#### [Quoted text]
• • • • •

Defendants, as the party seeking certification, have the burden of showing that exceptional circumstances justify a departure from the basic policy of postponing appellate review until after the entry of a final judgment. See Villarreal v. Caremark LLC, 85 F. Supp. 3d 1063, 1067 (D. Ariz. 2015).

DISCUSSION

Defendants identify two questions of law that they wish to certify:

(1) Whether a defendant must provide evidence of its express, pre-litigation interpretation of the FCRA before a court is obliged to conduct the "objectively reasonable" analysis announced in Safeco with respect to claims for willful violation of the FCRA; and/or

(2) Whether a diminished credit score alone constitutes a loss of "money or property" under California's Unfair Competition Law.

• • • • •

#### [Supplied data]
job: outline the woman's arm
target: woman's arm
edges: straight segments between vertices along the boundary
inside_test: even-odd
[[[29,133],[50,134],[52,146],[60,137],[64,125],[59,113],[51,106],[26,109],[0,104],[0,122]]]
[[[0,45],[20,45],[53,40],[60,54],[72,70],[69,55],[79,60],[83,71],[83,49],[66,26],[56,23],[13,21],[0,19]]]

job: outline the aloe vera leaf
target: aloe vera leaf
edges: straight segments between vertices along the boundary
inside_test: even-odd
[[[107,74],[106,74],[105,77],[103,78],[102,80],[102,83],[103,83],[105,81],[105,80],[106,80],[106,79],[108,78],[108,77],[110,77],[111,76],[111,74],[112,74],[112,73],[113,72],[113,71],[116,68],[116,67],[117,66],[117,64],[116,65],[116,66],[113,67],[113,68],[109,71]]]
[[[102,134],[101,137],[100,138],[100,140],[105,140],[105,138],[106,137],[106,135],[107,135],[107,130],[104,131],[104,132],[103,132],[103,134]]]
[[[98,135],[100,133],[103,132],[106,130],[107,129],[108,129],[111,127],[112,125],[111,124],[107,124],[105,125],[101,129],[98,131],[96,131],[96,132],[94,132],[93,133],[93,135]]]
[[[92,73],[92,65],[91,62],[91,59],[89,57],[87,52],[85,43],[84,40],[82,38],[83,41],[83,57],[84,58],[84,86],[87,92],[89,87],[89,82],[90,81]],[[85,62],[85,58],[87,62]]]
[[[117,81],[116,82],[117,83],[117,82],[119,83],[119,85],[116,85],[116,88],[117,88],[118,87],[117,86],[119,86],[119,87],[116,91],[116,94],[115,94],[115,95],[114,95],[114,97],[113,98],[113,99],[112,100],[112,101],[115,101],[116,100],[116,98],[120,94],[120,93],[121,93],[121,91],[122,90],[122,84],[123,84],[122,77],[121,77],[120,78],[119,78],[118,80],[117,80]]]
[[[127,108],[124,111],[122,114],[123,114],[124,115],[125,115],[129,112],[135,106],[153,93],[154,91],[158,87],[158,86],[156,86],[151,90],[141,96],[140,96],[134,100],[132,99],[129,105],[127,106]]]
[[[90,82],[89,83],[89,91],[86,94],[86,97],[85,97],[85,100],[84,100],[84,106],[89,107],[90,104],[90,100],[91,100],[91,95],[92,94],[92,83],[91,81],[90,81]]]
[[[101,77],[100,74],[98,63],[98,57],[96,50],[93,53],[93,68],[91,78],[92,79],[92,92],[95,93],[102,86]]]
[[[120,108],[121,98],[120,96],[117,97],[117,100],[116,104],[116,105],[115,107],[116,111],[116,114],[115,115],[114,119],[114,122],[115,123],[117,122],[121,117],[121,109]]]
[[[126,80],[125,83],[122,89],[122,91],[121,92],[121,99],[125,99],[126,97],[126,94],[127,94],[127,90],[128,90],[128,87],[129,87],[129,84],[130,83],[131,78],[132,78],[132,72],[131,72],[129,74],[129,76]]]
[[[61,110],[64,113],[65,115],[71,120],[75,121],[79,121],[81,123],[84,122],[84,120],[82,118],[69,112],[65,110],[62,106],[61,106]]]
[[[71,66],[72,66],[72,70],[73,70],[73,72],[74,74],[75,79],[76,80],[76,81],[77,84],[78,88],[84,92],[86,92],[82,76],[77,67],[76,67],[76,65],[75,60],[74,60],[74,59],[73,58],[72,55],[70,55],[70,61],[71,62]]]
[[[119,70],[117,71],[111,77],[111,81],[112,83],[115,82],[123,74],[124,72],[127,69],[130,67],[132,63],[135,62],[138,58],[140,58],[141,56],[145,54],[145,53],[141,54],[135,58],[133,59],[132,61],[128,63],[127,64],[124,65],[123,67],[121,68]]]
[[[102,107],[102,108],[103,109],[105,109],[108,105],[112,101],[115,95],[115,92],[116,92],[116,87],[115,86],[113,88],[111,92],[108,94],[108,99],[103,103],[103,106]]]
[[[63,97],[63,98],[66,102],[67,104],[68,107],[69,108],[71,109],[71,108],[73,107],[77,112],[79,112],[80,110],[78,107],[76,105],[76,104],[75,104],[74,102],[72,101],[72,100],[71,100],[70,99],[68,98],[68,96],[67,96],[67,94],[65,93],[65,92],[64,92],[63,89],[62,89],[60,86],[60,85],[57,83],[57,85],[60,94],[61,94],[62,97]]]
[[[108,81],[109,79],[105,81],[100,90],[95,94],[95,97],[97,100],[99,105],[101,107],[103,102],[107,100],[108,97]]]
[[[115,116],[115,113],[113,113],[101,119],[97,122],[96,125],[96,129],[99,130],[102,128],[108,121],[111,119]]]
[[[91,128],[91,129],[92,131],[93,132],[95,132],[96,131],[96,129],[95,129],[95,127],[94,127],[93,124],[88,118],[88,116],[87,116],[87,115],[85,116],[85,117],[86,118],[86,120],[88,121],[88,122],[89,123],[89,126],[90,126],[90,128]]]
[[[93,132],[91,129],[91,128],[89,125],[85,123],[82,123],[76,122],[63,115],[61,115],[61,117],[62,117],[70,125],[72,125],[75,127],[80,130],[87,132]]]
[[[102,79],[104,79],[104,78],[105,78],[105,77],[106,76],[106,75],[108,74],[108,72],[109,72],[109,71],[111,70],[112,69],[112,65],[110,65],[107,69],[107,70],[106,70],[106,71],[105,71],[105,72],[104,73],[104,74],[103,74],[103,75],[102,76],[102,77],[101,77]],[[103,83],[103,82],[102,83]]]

• • • • •

#### [What you have to do]
Copy out the passage on certifying questions for appeal word for word, in full. You won't need the items for this.

#### [Task solution]
Defendants, as the party seeking certification, have the burden of showing that exceptional circumstances justify a departure from the basic policy of postponing appellate review until after the entry of a final judgment. See Villarreal v. Caremark LLC, 85 F. Supp. 3d 1063, 1067 (D. Ariz. 2015).

DISCUSSION

Defendants identify two questions of law that they wish to certify:

(1) Whether a defendant must provide evidence of its express, pre-litigation interpretation of the FCRA before a court is obliged to conduct the "objectively reasonable" analysis announced in Safeco with respect to claims for willful violation of the FCRA; and/or

(2) Whether a diminished credit score alone constitutes a loss of "money or property" under California's Unfair Competition Law.